%%

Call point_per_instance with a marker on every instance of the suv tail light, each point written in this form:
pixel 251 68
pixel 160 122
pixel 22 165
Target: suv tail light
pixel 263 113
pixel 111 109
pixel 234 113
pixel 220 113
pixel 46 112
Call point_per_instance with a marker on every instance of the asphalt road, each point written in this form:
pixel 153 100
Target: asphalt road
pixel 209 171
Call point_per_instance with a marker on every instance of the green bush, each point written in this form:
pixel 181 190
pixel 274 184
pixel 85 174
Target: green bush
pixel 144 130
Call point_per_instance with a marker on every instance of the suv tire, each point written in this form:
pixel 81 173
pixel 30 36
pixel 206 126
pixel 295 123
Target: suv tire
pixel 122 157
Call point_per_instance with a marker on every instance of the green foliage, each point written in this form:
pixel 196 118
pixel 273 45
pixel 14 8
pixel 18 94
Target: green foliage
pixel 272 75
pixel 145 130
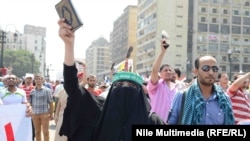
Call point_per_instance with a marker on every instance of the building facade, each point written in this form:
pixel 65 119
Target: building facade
pixel 153 17
pixel 98 58
pixel 123 36
pixel 221 28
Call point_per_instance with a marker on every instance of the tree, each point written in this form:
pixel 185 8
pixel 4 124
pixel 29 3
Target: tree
pixel 20 61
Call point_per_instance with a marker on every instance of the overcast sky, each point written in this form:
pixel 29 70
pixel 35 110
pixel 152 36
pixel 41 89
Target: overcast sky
pixel 97 16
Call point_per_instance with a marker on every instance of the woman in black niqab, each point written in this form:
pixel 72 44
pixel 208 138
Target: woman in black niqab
pixel 125 106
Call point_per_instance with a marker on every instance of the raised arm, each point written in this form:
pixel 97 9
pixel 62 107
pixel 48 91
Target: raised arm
pixel 68 37
pixel 156 66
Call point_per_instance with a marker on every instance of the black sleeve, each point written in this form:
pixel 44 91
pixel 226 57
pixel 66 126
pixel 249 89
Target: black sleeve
pixel 70 79
pixel 156 120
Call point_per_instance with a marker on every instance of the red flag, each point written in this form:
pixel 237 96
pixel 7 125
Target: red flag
pixel 9 132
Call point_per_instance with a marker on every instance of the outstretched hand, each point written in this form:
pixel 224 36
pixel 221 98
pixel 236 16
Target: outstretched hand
pixel 65 32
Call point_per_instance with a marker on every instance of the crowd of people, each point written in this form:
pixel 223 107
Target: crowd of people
pixel 84 110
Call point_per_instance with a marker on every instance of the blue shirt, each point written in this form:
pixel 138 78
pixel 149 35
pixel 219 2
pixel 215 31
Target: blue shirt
pixel 212 113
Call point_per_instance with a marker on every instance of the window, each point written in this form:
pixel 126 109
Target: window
pixel 236 29
pixel 236 20
pixel 247 13
pixel 202 27
pixel 236 12
pixel 214 10
pixel 225 29
pixel 247 3
pixel 213 20
pixel 225 11
pixel 225 21
pixel 203 9
pixel 203 19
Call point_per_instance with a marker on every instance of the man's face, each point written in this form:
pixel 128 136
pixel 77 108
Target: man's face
pixel 28 80
pixel 92 82
pixel 39 80
pixel 167 73
pixel 224 79
pixel 207 71
pixel 11 80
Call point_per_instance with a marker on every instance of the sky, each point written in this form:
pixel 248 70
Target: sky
pixel 97 17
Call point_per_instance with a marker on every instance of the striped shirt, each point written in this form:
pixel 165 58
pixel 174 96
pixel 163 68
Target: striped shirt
pixel 17 97
pixel 241 106
pixel 40 100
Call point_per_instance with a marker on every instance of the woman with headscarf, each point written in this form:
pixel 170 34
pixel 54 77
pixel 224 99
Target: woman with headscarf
pixel 126 105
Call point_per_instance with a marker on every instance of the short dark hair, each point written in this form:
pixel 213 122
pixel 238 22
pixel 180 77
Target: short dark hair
pixel 178 72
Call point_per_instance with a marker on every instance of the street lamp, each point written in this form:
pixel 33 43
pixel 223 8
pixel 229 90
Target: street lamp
pixel 2 47
pixel 32 62
pixel 229 52
pixel 187 69
pixel 3 37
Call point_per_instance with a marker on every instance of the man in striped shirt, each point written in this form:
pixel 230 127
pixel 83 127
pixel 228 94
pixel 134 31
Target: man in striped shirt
pixel 240 102
pixel 42 103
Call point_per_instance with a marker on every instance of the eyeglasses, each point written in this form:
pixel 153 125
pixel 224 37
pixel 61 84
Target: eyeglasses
pixel 11 78
pixel 125 84
pixel 207 68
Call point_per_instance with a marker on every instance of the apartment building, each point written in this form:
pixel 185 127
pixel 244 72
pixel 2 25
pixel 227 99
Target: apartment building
pixel 153 17
pixel 123 36
pixel 98 58
pixel 220 28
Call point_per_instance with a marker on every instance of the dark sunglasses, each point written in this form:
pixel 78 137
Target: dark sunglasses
pixel 207 68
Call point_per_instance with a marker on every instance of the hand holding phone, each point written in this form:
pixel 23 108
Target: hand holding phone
pixel 164 35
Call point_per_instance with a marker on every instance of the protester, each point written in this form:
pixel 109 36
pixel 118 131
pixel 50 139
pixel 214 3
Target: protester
pixel 238 94
pixel 161 90
pixel 42 102
pixel 126 105
pixel 13 95
pixel 61 104
pixel 204 101
pixel 179 84
pixel 82 109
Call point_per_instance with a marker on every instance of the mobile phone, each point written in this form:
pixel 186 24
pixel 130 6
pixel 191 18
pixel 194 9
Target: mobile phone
pixel 164 35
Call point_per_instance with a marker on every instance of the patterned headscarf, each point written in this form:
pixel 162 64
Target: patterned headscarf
pixel 194 106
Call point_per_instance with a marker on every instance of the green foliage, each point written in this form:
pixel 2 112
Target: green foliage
pixel 20 61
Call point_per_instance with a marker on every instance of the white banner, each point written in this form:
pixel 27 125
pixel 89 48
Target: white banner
pixel 14 125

%%

■ Short problem ■
Render every line of the rows above as a numbered list, skipping any blank lines and leaving the pictures out.

■ Expected answer ■
1. Call point_per_instance with a marker on every instance of the suv tail light, each point written in this form:
2. pixel 251 68
3. pixel 160 122
4. pixel 22 165
5. Target: suv tail light
6. pixel 263 113
7. pixel 111 109
8. pixel 234 113
9. pixel 220 113
10. pixel 46 112
11. Call point_per_instance with a marker on every instance of the asphalt road, each point written in this form:
12. pixel 153 100
13. Target: asphalt road
14. pixel 209 171
15. Call point_per_instance with a marker on every instance of the green bush, each point written in this form:
16. pixel 181 190
17. pixel 274 184
18. pixel 85 174
19. Target: green bush
20. pixel 144 130
21. Call point_per_instance with a marker on every instance of the suv tire, each point written in this form:
22. pixel 81 173
23. pixel 30 36
24. pixel 206 126
25. pixel 295 123
26. Target: suv tire
27. pixel 122 157
28. Call point_per_instance with a marker on every instance of the green foliage, each point written in this form:
29. pixel 196 118
30. pixel 273 45
31. pixel 14 8
32. pixel 18 94
33. Target: green foliage
34. pixel 272 75
35. pixel 145 130
36. Call point_per_instance with a marker on every instance of the building facade, each point written in this form:
37. pixel 65 119
38. Target: building facade
39. pixel 153 17
40. pixel 98 58
41. pixel 123 36
42. pixel 221 28
43. Call point_per_instance with a marker on every instance of the tree, each point written in this form:
44. pixel 185 8
45. pixel 4 124
46. pixel 29 3
47. Target: tree
48. pixel 20 61
49. Call point_per_instance with a marker on every instance of the overcast sky, each point written in this form:
50. pixel 29 70
51. pixel 35 110
52. pixel 152 36
53. pixel 41 89
54. Target: overcast sky
55. pixel 97 16
56. Call point_per_instance with a marker on every instance of the woman in black niqab, each point written in this form:
57. pixel 72 44
58. pixel 208 138
59. Target: woman in black niqab
60. pixel 125 106
61. Call point_per_instance with a marker on every instance of the raised arm, each point written in this form:
62. pixel 97 9
63. pixel 62 107
64. pixel 48 91
65. Target: raised arm
66. pixel 68 37
67. pixel 156 66
68. Call point_per_instance with a marker on every instance of the black sleeve, each point written in this form:
69. pixel 44 91
70. pixel 226 57
71. pixel 66 126
72. pixel 249 89
73. Target: black sleeve
74. pixel 70 79
75. pixel 156 120
76. Call point_per_instance with a marker on every instance of the red flag, each point written in this form:
77. pixel 237 96
78. pixel 7 125
79. Target: red flag
80. pixel 9 132
81. Call point_per_instance with a marker on every instance of the outstretched hand, each point written in this form:
82. pixel 224 36
83. pixel 221 98
84. pixel 236 16
85. Target: outstretched hand
86. pixel 65 32
87. Call point_per_instance with a marker on every instance of the crowd of people, each point written in this form:
88. pixel 223 107
89. Target: crowd of people
90. pixel 84 110
91. Call point_per_instance with a marker on every instance of the blue shirt, each point written in this form:
92. pixel 138 78
93. pixel 149 35
94. pixel 219 2
95. pixel 215 31
96. Target: blue shirt
97. pixel 212 113
98. Call point_per_instance with a marker on every instance of the window, each point written in this form:
99. pixel 126 109
100. Target: window
101. pixel 236 29
102. pixel 236 20
103. pixel 247 13
104. pixel 202 27
105. pixel 236 12
106. pixel 214 10
107. pixel 225 29
108. pixel 247 3
109. pixel 213 20
110. pixel 225 11
111. pixel 225 21
112. pixel 203 9
113. pixel 203 19
114. Call point_per_instance with a marker on every instance of the man's face, each point written in this form:
115. pixel 128 136
116. pixel 77 108
117. Target: man's face
118. pixel 28 80
119. pixel 92 82
120. pixel 39 80
121. pixel 167 73
122. pixel 224 79
123. pixel 207 71
124. pixel 11 80
125. Call point_per_instance with a marker on every instance of the sky, each point written in this form:
126. pixel 248 70
127. Target: sky
128. pixel 97 17
129. Call point_per_instance with a marker on every instance of the striped shirt, each point written in this form:
130. pixel 165 58
131. pixel 174 96
132. pixel 163 68
133. Target: striped shirt
134. pixel 17 97
135. pixel 241 106
136. pixel 40 100
137. Call point_per_instance with a marker on every instance of the woman with headscarf, each point written in this form:
138. pixel 170 34
139. pixel 54 77
140. pixel 224 99
141. Target: woman with headscarf
142. pixel 126 105
143. Call point_per_instance with a marker on every instance of the short dark hair, each point written in this form:
144. pixel 213 122
145. pixel 238 22
146. pixel 180 77
147. Target: short dark hair
148. pixel 178 72
149. Call point_per_instance with a marker on every instance of the street lamp, each point written in this form:
150. pixel 33 43
151. pixel 223 8
152. pixel 229 90
153. Target: street lamp
154. pixel 2 47
155. pixel 32 62
156. pixel 229 52
157. pixel 187 69
158. pixel 3 37
159. Call point_per_instance with a marker on every instance of the man in striped shirt, each point written in this form:
160. pixel 230 127
161. pixel 83 127
162. pixel 228 94
163. pixel 134 31
164. Target: man in striped shirt
165. pixel 240 102
166. pixel 42 103
167. Call point_per_instance with a marker on every instance of the eyeglasses, each point written in this form:
168. pixel 153 125
169. pixel 224 37
170. pixel 61 84
171. Target: eyeglasses
172. pixel 11 78
173. pixel 125 84
174. pixel 207 68
175. Call point_per_instance with a marker on every instance of the apartment building, each point written in this form:
176. pixel 185 127
177. pixel 244 72
178. pixel 2 25
179. pixel 227 99
180. Target: apartment building
181. pixel 153 17
182. pixel 123 36
183. pixel 98 58
184. pixel 220 28
185. Call point_per_instance with a marker on every instance of the dark sunglasses, each point written in this form:
186. pixel 78 137
187. Target: dark sunglasses
188. pixel 207 68
189. Call point_per_instance with a marker on every instance of the hand holding phone, each point written in this form:
190. pixel 23 108
191. Target: hand holding phone
192. pixel 164 35
193. Call point_per_instance with a marker on every instance of the protester, each point written in this form:
194. pixel 109 36
195. pixel 118 131
196. pixel 50 139
197. pixel 214 3
198. Target: protester
199. pixel 238 94
200. pixel 161 90
201. pixel 42 102
202. pixel 126 105
203. pixel 13 95
204. pixel 61 104
205. pixel 204 101
206. pixel 179 84
207. pixel 82 109
208. Call point_per_instance with a marker on every instance of the mobile phone, each point written in this form:
209. pixel 186 24
210. pixel 130 6
211. pixel 191 18
212. pixel 194 9
213. Target: mobile phone
214. pixel 164 35
215. Call point_per_instance with a marker on every instance of the patterned headscarf, each point written in this form:
216. pixel 162 64
217. Target: patterned headscarf
218. pixel 194 106
219. Call point_per_instance with a marker on every instance of the green foliage, each point written in this form:
220. pixel 2 112
221. Target: green foliage
222. pixel 20 61
223. Call point_per_instance with a marker on every instance of the white banner, each point written in this form:
224. pixel 27 125
225. pixel 89 48
226. Target: white banner
227. pixel 14 125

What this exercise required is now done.